GIVEN PASSAGE

★ ★ ★ ★ ★

[Dnsmasq-discuss] Bad Host Request error when using dnsmaq to resolve hostnames on a browser

Grant D. Vallance abapere at googlemail.com
Fri Apr 10 21:38:17 BST 2009


Hello,

I am sorry to bother the list, but I am having trouble sorting out an 
issue using dnsmasq to resolve hostnames via a browser on my LAN. (The 
error "Bad Host Request" comes up when using IE and Firefox on an XP box 
and on Firefox on a Fedora box.)

What I want to do is either type in a FQDN or alias into my browser to 
bring up various hosts -- servers and routers etc. So rather than type 
in 192.168.0.100 to access one of my routers I want to type in either: 
thorin or thorin.home.abapere.com However, when I do this I get "Bad 
Host Request"

I am a relatively new to networking so I do apologise if I have missed 
out something obvious ... And I have looked through the documentation, 
the list, and googled extensively, but to no avail.

dnsmasq is set up on a CentOS 5.2 box. It is on Gandalf (192.168.0.20). 
I am running version 2.47.

The service is running fine.

The /etc/hosts looks like this:

# Do not remove the following line, or various programs
# that require network functionality will fail.
127.0.0.1 localhost.localdomain localhost
::1 localhost6.localdomain6 localhost6
192.168.0.20 argonath.home.abapere.com
192.168.0.10 gandalf.home.abapere.com gandalf
192.168.0.100 thorin.home.abapere.com thorin
[plus the other remaining boxes on the network filled out as above with 
different names and IP addresses]

/etc/dnsmasq.conf is what ships with dnsmasq with the following 
uncomments, alterations:

bogus-priv
expand-hosts
domain=home.abapere.com
dhcp-range=192.168.0.200,192.168.0.205,12h

The DHCP server works well.

★ ★ ★ ★ ★

DATASET RECORDS
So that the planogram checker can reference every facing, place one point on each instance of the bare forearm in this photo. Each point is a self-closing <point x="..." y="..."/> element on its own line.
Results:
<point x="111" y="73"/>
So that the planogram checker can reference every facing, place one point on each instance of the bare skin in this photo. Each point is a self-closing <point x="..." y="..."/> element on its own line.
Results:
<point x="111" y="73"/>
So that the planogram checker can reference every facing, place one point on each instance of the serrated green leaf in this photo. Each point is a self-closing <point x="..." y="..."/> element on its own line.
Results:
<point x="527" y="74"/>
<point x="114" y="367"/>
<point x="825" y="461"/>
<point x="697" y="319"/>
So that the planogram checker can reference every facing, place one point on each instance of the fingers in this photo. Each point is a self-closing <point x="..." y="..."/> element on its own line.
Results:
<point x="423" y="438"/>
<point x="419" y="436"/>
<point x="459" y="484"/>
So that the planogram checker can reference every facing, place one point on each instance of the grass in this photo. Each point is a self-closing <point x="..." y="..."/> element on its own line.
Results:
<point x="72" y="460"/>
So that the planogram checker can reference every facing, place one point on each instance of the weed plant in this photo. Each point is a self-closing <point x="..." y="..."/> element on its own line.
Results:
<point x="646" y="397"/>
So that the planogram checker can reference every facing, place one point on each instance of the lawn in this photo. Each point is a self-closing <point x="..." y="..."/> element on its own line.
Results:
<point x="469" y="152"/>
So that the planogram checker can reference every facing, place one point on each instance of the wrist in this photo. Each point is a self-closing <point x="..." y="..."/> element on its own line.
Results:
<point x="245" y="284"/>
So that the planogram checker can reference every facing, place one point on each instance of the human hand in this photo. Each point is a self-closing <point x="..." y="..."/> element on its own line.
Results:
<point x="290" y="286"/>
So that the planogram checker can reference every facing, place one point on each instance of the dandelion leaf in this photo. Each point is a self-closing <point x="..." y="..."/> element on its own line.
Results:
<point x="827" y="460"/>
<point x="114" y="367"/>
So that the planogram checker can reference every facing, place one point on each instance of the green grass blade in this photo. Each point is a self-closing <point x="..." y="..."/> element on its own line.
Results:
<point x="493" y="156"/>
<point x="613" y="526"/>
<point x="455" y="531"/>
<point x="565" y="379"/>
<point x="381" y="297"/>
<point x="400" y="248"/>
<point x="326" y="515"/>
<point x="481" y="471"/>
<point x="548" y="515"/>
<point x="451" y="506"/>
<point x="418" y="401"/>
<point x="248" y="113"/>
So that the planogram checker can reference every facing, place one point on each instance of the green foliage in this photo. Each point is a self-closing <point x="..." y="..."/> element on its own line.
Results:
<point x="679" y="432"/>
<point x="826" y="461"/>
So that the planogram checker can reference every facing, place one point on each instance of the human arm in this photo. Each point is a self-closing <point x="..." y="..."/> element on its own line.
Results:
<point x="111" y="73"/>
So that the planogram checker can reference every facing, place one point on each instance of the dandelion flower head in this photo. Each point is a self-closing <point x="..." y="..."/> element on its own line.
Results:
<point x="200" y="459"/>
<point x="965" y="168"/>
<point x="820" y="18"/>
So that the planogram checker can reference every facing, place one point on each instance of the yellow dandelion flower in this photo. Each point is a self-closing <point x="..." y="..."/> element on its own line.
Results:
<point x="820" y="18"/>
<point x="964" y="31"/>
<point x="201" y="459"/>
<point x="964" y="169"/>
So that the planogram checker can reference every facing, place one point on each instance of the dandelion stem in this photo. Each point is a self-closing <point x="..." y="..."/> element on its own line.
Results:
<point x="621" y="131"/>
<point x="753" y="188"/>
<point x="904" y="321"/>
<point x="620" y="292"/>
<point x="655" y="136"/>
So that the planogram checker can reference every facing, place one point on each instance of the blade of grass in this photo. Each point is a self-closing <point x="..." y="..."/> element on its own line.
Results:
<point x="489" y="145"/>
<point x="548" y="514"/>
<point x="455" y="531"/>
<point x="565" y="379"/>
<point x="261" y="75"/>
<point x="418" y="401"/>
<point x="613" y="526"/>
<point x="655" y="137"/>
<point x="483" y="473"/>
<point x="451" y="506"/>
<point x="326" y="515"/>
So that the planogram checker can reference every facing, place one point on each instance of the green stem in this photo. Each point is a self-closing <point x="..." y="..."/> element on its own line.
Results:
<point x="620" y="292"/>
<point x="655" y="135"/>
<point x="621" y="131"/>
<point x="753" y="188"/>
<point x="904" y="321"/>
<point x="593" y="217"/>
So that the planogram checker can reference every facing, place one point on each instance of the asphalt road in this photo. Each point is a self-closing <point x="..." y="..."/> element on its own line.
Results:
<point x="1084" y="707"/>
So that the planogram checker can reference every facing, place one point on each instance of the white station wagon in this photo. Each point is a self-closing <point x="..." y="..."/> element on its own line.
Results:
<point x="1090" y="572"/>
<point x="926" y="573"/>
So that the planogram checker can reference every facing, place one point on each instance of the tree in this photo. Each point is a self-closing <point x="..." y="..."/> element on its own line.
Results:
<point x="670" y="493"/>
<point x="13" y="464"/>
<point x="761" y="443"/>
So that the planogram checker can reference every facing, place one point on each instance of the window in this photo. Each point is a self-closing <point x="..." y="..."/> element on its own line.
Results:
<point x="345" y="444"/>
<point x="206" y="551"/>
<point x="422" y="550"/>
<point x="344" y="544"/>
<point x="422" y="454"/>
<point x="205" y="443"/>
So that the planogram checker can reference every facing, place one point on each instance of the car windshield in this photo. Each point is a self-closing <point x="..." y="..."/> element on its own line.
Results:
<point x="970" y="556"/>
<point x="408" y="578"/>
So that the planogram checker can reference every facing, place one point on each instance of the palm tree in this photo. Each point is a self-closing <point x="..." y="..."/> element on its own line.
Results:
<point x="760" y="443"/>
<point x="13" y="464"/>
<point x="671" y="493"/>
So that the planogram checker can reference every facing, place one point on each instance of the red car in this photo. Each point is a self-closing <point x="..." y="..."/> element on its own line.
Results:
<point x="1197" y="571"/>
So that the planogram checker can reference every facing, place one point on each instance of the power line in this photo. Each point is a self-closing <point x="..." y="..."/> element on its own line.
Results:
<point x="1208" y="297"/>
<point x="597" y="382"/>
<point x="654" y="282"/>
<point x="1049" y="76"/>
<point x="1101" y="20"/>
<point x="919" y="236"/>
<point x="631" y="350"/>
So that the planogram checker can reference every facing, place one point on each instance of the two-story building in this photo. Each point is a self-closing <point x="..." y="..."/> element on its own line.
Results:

★ ★ ★ ★ ★

According to the mailing-list post, which version of dnsmasq is the writer running?

Version 2.47